→ **To be done**: Rewrite the listing below as a numbered list, leaving out any blank lines.

→ **Supplied entries**:
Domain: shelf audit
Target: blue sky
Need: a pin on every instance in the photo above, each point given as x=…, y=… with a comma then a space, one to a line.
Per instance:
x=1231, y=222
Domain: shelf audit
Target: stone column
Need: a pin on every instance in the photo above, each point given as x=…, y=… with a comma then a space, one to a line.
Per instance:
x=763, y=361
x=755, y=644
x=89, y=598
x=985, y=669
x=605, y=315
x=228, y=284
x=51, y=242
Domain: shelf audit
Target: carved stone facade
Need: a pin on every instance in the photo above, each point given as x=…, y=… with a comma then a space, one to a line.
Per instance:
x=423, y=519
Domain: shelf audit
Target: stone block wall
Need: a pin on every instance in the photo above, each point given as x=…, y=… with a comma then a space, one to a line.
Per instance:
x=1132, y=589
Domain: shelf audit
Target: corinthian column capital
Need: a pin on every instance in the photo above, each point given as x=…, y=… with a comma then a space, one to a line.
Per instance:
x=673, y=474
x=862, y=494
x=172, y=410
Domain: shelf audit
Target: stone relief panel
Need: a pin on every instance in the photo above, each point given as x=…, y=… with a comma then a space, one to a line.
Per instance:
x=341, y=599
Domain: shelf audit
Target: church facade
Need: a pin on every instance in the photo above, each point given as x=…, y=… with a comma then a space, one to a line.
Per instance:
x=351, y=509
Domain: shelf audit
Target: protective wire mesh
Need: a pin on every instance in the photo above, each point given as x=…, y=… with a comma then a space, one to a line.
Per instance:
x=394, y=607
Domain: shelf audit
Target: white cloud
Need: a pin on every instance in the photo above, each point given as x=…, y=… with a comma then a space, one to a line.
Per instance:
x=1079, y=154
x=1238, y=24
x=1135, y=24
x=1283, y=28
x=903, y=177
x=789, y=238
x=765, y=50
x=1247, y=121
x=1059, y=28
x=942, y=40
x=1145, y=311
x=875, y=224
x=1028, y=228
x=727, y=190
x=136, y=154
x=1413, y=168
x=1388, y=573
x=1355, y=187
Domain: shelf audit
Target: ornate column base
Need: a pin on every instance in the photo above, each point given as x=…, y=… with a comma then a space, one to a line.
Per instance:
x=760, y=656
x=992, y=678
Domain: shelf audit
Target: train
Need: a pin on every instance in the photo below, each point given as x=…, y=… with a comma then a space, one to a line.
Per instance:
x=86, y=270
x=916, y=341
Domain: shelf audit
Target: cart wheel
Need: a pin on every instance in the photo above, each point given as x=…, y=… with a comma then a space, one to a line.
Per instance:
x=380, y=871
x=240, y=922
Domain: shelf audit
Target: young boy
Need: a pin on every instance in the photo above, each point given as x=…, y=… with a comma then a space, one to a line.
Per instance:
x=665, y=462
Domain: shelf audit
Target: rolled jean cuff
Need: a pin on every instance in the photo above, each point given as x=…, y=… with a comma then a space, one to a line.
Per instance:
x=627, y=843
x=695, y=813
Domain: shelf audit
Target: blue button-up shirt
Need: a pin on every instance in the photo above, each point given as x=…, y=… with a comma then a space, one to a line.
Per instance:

→ **Task result**:
1. Domain: shelf audit
2. Target: blue sky
3. Need: a pin on every instance in the photo above, each point given as x=…, y=… with a comma then a space, one to a line.
4. Per instance:
5. x=1231, y=222
6. Domain: shelf audit
7. Target: stone column
8. Need: a pin on every instance in the photo above, each point given as x=…, y=… with a comma then a space, one to a line.
9. Per instance:
10. x=763, y=361
11. x=755, y=644
12. x=89, y=598
13. x=985, y=669
14. x=605, y=315
15. x=228, y=284
16. x=51, y=242
17. Domain: shelf audit
18. Target: carved stone facade
19. Need: a pin on every instance in the photo above, each point given as x=…, y=… with a comma then a space, one to a line.
20. Per instance:
21. x=423, y=519
22. Domain: shelf audit
23. Target: stone block wall
24. Need: a pin on every instance in the photo above, each point given as x=…, y=… with a comma then a space, one to a line.
25. Per instance:
26. x=1132, y=589
27. Domain: shelf audit
28. Target: corinthian column capital
29. Need: a pin on every instance in the photo above, each point given as x=…, y=… with a comma then a space, one to a line.
30. Per instance:
31. x=673, y=474
32. x=862, y=494
33. x=172, y=410
34. Domain: shelf audit
35. Target: stone relief panel
36. Need: a pin on every instance in the photo above, each point given as x=…, y=… with a comma then a space, one to a line.
37. Per instance:
38. x=341, y=599
39. Domain: shelf audit
40. Target: church facade
41. Need: a pin on every instance in the photo above, each point given as x=…, y=… with a comma then a space, one to a line.
42. Per instance:
43. x=351, y=509
44. Domain: shelf audit
45. Target: protective wire mesh
46. Need: a pin on every instance in the photo above, each point given as x=…, y=… with a comma then a space, one to a line.
47. Per instance:
48. x=394, y=607
49. Domain: shelf audit
50. Target: white cloud
51. Need: a pin on every instance in the photo above, each point given as x=…, y=… with a comma then a space, one to a line.
52. Per instance:
53. x=1079, y=154
54. x=1238, y=24
55. x=1135, y=24
56. x=1283, y=28
57. x=903, y=177
58. x=789, y=238
59. x=765, y=50
60. x=1247, y=121
61. x=1059, y=28
62. x=942, y=40
63. x=1145, y=311
64. x=875, y=224
65. x=1028, y=228
66. x=727, y=190
67. x=136, y=154
68. x=1413, y=168
69. x=1388, y=573
70. x=1355, y=187
71. Domain: shelf audit
72. Target: ornate column base
73. Need: a pin on every instance in the photo above, each point given as x=…, y=… with a comma then a space, one to a line.
74. Per instance:
75. x=760, y=656
76. x=992, y=678
77. Domain: shelf audit
78. Target: train
79. Need: a pin on every instance in the photo below, each point given as x=…, y=… with a comma then a space, one to a line.
80. Per instance:
81. x=86, y=270
82. x=916, y=341
83. Domain: shelf audit
84. Target: cart wheel
85. Need: a pin on every instance in the photo above, each point given as x=…, y=… with a comma then a space, one to a line.
86. Per instance:
87. x=380, y=871
88. x=240, y=922
89. Domain: shelf audit
90. Target: young boy
91. Need: a pin on every instance in the photo above, each point given as x=…, y=… with a comma then a space, one to a line.
92. Per instance:
93. x=665, y=462
94. Domain: shelf audit
95. Target: rolled jean cuff
96. Need: a pin on every instance in the photo above, each point given as x=…, y=… with a comma then a space, one to a line.
97. Per instance:
98. x=627, y=843
99. x=695, y=813
100. Domain: shelf audit
101. Target: blue button-up shirt
102. Need: a pin on every instance in the photo above, each point given as x=…, y=… with a comma then a space, one to a line.
103. Per instance:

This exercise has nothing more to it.